* [EXERCISE DESCRIPTION]: Every line of the entries that holds the word "advertising" is to be copied.

Saved entries:
%%

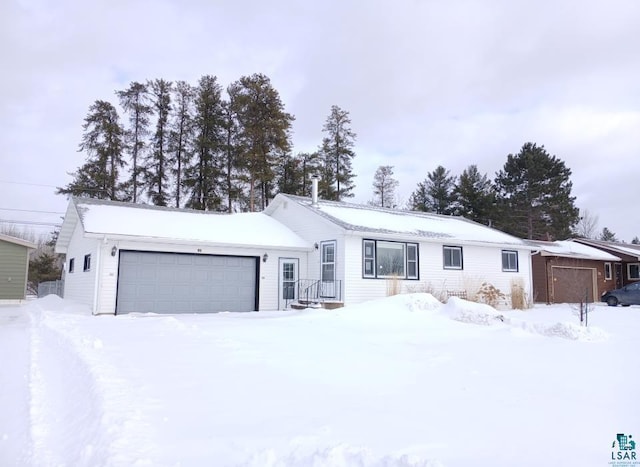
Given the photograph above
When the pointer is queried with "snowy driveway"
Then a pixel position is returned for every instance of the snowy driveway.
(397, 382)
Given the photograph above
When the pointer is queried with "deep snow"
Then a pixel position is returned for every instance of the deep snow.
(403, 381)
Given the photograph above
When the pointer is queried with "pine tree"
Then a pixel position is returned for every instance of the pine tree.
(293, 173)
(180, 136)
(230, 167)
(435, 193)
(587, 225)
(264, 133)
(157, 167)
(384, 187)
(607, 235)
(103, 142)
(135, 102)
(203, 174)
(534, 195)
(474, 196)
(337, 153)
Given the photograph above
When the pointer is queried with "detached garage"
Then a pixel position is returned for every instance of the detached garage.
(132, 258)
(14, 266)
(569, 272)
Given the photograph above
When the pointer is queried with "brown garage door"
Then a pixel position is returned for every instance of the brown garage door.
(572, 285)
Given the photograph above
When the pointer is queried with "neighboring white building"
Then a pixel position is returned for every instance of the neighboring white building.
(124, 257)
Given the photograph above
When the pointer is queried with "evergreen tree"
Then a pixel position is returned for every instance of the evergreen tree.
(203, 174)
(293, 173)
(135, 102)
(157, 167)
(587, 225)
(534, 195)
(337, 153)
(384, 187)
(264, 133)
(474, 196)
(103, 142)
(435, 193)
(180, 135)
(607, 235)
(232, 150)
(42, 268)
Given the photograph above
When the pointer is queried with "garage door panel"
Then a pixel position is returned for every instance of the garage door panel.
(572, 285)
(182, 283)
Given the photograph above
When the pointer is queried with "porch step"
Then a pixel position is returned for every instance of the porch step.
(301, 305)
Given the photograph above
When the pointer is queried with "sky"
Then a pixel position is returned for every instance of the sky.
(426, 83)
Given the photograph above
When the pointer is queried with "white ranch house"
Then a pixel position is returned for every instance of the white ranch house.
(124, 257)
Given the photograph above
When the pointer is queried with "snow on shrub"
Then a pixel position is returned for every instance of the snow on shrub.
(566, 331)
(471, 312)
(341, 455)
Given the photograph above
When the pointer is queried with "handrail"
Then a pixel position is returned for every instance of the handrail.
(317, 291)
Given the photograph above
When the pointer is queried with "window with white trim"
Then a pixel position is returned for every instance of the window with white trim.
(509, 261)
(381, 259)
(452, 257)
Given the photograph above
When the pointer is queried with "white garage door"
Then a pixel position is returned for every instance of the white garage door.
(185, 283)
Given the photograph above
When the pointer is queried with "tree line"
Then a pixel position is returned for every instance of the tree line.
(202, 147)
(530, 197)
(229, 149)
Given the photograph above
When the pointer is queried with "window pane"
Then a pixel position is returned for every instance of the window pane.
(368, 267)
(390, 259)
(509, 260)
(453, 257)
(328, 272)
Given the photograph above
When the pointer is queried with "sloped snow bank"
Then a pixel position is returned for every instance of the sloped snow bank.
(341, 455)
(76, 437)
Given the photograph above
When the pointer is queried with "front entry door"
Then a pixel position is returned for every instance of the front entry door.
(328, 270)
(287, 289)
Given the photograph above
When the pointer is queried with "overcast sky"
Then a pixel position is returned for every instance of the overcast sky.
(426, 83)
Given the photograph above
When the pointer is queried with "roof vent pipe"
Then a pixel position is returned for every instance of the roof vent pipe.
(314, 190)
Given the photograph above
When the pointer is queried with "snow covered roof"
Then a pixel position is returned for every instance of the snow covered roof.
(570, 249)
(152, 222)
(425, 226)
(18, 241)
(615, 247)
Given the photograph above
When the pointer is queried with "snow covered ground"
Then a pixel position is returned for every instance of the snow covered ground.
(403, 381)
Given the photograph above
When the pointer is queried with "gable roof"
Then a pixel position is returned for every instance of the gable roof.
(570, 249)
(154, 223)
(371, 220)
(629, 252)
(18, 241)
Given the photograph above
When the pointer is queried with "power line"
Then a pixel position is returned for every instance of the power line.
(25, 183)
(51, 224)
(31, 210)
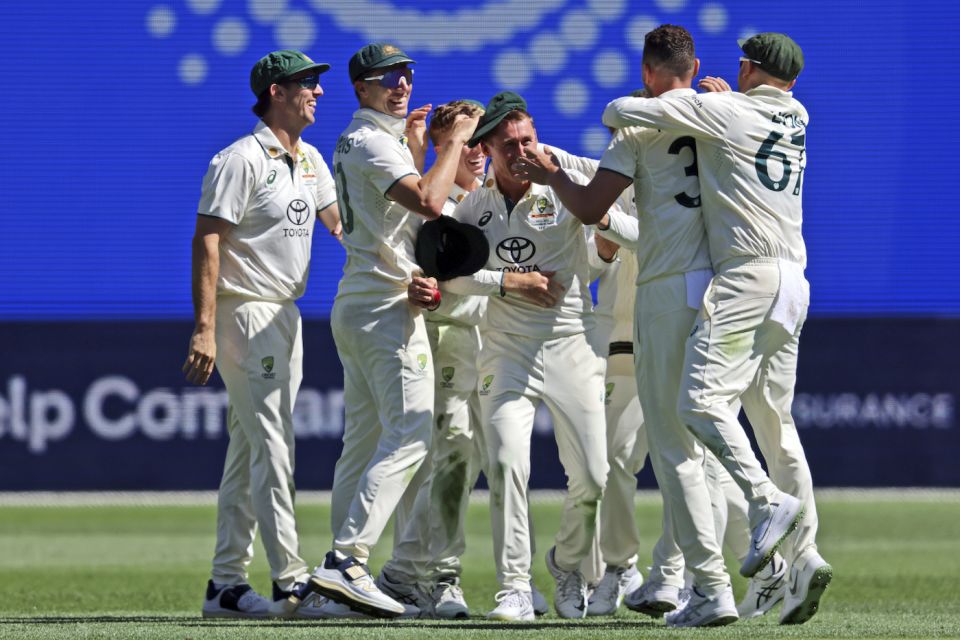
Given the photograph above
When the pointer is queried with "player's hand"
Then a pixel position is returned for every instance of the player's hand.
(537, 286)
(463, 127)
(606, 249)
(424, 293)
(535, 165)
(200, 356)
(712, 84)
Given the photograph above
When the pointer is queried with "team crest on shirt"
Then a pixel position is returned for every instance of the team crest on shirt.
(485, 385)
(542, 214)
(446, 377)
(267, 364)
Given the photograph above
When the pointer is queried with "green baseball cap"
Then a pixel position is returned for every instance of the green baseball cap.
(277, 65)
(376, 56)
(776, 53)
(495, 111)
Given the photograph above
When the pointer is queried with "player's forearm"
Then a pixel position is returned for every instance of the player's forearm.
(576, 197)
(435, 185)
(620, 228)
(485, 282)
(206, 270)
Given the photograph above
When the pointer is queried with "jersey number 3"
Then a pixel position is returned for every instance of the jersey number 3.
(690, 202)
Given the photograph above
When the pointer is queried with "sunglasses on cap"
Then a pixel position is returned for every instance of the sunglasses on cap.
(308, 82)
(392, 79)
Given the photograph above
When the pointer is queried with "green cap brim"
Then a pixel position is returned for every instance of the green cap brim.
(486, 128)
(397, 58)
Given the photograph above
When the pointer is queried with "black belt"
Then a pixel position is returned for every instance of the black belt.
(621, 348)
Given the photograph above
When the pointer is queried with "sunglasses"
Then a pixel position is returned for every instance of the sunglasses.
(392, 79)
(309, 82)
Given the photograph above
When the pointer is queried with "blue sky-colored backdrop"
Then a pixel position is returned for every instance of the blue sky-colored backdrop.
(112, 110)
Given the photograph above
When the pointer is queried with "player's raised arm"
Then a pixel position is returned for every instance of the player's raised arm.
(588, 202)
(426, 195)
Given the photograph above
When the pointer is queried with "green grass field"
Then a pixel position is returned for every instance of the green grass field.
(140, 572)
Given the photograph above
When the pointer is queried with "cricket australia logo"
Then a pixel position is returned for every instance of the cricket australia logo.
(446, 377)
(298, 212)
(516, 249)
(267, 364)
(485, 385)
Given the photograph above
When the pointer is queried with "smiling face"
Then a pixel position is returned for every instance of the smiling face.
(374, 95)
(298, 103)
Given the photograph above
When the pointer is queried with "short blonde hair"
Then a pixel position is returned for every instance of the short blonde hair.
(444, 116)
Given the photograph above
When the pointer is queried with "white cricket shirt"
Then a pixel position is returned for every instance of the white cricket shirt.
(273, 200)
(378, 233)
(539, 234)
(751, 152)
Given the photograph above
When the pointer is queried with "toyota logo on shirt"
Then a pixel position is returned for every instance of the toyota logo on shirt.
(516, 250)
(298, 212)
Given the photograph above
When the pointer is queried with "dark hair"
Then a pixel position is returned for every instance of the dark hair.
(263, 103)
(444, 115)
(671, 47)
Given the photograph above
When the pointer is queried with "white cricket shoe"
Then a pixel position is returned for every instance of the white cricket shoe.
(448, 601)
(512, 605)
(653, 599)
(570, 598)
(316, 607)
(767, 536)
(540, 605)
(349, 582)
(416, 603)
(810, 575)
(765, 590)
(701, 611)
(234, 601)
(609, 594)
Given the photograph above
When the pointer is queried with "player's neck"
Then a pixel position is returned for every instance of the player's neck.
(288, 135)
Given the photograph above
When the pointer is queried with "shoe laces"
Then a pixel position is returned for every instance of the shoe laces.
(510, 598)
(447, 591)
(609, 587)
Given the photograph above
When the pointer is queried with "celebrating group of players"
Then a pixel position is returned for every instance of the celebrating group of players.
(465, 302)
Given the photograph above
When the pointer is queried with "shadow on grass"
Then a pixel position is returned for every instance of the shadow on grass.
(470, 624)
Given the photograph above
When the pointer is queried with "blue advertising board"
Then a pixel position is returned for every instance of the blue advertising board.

%%

* [FINAL ANSWER]:
When the pointer is queried with "blue advertising board"
Then a pixel position is returned for every instance of the blue advertising board.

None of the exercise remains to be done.